## Task directions
Transcribe the entries below exactly.

## Material provided
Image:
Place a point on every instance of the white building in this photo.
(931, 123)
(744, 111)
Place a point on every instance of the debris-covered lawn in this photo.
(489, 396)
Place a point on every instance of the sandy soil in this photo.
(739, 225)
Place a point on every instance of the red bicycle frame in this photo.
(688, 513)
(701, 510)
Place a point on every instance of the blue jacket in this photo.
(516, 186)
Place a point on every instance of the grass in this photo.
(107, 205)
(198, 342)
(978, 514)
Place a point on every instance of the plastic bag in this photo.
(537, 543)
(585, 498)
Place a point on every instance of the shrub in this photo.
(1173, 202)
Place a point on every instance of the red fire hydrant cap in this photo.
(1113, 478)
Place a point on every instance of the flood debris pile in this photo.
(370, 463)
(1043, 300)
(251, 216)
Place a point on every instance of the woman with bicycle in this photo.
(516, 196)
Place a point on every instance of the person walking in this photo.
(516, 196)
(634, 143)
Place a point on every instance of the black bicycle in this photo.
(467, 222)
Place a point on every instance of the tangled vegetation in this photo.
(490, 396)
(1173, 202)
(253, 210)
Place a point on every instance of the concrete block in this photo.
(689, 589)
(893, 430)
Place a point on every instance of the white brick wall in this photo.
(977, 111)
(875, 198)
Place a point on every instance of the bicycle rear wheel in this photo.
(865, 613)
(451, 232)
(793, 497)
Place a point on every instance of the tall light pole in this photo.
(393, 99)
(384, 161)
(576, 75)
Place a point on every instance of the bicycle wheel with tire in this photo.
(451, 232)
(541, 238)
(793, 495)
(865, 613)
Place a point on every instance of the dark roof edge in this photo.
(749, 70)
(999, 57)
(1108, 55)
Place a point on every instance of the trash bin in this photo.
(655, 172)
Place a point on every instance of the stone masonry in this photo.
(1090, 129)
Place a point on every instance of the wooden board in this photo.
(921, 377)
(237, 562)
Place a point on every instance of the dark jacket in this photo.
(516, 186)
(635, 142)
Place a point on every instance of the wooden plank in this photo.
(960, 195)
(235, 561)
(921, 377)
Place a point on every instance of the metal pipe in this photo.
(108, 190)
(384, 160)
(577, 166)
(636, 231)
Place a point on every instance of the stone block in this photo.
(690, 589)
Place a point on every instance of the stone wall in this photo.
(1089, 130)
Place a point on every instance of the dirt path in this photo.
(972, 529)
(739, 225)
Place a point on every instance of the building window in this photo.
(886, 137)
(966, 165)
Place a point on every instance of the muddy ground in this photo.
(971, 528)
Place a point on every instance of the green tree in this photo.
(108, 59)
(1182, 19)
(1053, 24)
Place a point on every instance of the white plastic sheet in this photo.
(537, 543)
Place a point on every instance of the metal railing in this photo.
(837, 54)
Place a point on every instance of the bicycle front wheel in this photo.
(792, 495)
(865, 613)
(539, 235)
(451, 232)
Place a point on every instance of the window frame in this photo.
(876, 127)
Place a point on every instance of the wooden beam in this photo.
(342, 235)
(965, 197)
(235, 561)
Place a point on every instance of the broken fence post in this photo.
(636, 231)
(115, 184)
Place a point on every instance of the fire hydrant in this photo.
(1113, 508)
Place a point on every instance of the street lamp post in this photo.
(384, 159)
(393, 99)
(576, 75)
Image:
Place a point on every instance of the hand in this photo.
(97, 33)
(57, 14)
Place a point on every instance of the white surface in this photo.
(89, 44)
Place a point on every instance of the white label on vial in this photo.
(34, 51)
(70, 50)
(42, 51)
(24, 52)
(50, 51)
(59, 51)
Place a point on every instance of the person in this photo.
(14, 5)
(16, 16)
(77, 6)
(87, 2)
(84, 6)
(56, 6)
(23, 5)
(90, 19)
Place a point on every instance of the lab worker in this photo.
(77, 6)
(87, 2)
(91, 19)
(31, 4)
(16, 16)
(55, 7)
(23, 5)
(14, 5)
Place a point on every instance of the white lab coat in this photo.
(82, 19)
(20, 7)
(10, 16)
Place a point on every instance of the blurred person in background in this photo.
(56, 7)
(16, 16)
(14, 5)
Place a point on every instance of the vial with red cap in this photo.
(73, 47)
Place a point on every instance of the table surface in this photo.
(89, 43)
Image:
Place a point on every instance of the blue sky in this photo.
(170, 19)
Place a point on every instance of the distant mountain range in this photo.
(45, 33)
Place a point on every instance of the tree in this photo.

## Answer in full
Image:
Place a point on every instance of the white building in this photo.
(931, 123)
(744, 111)
Place a point on every instance of the debris-covered lawn in this photo.
(489, 396)
Place a point on every instance of the sandy soil in this photo.
(739, 225)
Place a point on every instance of the red bicycle frame in this photo.
(688, 513)
(701, 510)
Place a point on every instance of the blue jacket in this photo.
(516, 186)
Place a point on every instance of the grass in this photo.
(107, 205)
(198, 342)
(978, 514)
Place a point on every instance of the plastic bag in this photo.
(537, 543)
(585, 498)
Place a point on every instance of the shrub in this photo.
(1173, 202)
Place a point on every instance of the red fire hydrant cap in this photo.
(1113, 478)
Place a point on every instance of the flood debris pile in this photo.
(370, 463)
(1043, 300)
(251, 216)
Place a point on every instance of the woman with bicycle in this photo.
(516, 196)
Place a point on every instance of the person walking in this photo.
(516, 196)
(634, 143)
Place a point on every instance of the black bicycle in this photo.
(467, 222)
Place a point on every instance of the tangled vegetation in this photo.
(490, 396)
(1173, 202)
(253, 210)
Place a point on every instance of the concrete block in this photo.
(689, 589)
(893, 430)
Place a point on every instance of the white brick wall in this photo.
(977, 111)
(875, 198)
Place a point on every instance of the bicycle rear wheel in this photo.
(865, 613)
(451, 232)
(793, 497)
Place a point on every instance of the tall light pole in this photo.
(393, 99)
(384, 161)
(576, 75)
Place a point on every instance of the bicycle wheel with tire in this photo.
(451, 232)
(541, 238)
(793, 495)
(865, 613)
Place a point on every instance of the dark roof edge in this photo.
(749, 70)
(999, 57)
(1108, 55)
Place a point on every instance of the trash bin in this photo.
(655, 172)
Place a point on every instance of the stone masonry in this photo.
(1090, 129)
Place a point on every instance of the wooden board in this photo.
(921, 377)
(237, 562)
Place a point on every instance of the dark jacket in this photo.
(516, 186)
(635, 142)
Place a point on every instance of the wooden plank in this photo.
(960, 195)
(235, 561)
(921, 377)
Place a point on every instance of the metal pipe in this photo.
(108, 190)
(384, 160)
(577, 166)
(636, 231)
Place a point on every instance of the stone block in this photo.
(690, 589)
Place a point on every instance of the stone wall in this photo.
(1089, 130)
Place a point on every instance of the dirt path in this photo.
(972, 529)
(739, 225)
Place a point on every instance of the building window in this photo.
(886, 137)
(966, 165)
Place a point on every instance of the muddy ground in this photo.
(971, 528)
Place a point on every instance of the green tree in this photo.
(108, 59)
(1182, 19)
(1053, 24)
Place a point on every instance of the white plastic sheet in this photo.
(537, 543)
Place a point on every instance of the metal railing in this photo.
(837, 54)
Place a point on every instance of the bicycle front wheel in this photo.
(792, 495)
(865, 613)
(539, 235)
(451, 232)
Place a point on every instance of the window frame in this photo.
(876, 127)
Place a point on every instance of the wooden beam in this photo.
(342, 235)
(965, 197)
(235, 561)
Place a point on every instance of the broken fence post in this photo.
(636, 231)
(115, 184)
Place a point on every instance of the fire hydrant in this photo.
(1113, 508)
Place a point on every instance of the street lamp post in this photo.
(384, 159)
(393, 99)
(576, 75)
Image:
Place a point on every instance of the hand in this photo.
(97, 33)
(57, 14)
Place a point on every instance of the white surface in this photo.
(89, 44)
Place a point on every instance of the white label on vial in this photo.
(34, 51)
(70, 50)
(42, 51)
(24, 52)
(50, 51)
(59, 51)
Place a point on every instance of the person in this photo.
(14, 5)
(16, 16)
(77, 6)
(87, 2)
(84, 6)
(56, 6)
(23, 5)
(90, 19)
Place a point on every instance of the lab worker in this photo.
(77, 6)
(87, 2)
(91, 19)
(31, 4)
(16, 16)
(55, 7)
(23, 5)
(14, 5)
Place a point on every instance of the white lab coat in this photo.
(82, 19)
(20, 7)
(10, 16)
Place a point on every instance of the blurred person in background in this photo.
(56, 7)
(16, 16)
(14, 5)
Place a point on every instance of the vial with red cap in this photo.
(73, 47)
Place a point on every instance of the table surface in this photo.
(89, 43)
Image:
Place a point on every instance of the blue sky in this photo.
(170, 19)
Place a point on every instance of the distant mountain range in this photo.
(45, 33)
Place a point on every instance of the tree in this photo.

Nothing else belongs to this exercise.